◆ Aim of the task: The records below should be written out again, exactly.

Task material section start

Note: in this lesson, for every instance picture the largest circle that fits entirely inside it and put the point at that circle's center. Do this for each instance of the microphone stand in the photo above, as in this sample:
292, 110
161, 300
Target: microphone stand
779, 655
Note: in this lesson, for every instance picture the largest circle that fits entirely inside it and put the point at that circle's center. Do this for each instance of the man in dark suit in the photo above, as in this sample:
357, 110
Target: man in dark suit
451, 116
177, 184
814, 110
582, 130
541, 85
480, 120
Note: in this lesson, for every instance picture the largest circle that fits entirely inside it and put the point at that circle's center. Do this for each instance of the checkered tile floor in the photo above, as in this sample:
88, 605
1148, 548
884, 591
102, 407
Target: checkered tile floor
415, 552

Task material section end

◆ Response:
Note: in this lesson, for every instance picture the largest circle that fits entirely inside it and put the point at that circle's center. Do this for each instance of the microphone stand in the photo above, as in this sample:
292, 110
161, 300
Target: microphone stand
779, 655
Note: in this lesson, for every instance picture the largest circle that fits entirely inside it and put the point at that circle's center. Do this for each instance of the man in dark suit in the photo above, as in this sample:
357, 110
Target: man in dark suit
451, 116
177, 184
814, 110
582, 130
541, 85
480, 120
Note: in this lesson, for every instance picture the largest circle that fits entirely inside it and put the point at that circle's center. Do this for each instance of the checkered tile floor in the photo above, as in this sample:
88, 605
1148, 548
884, 591
102, 407
Target: checkered tile floor
415, 552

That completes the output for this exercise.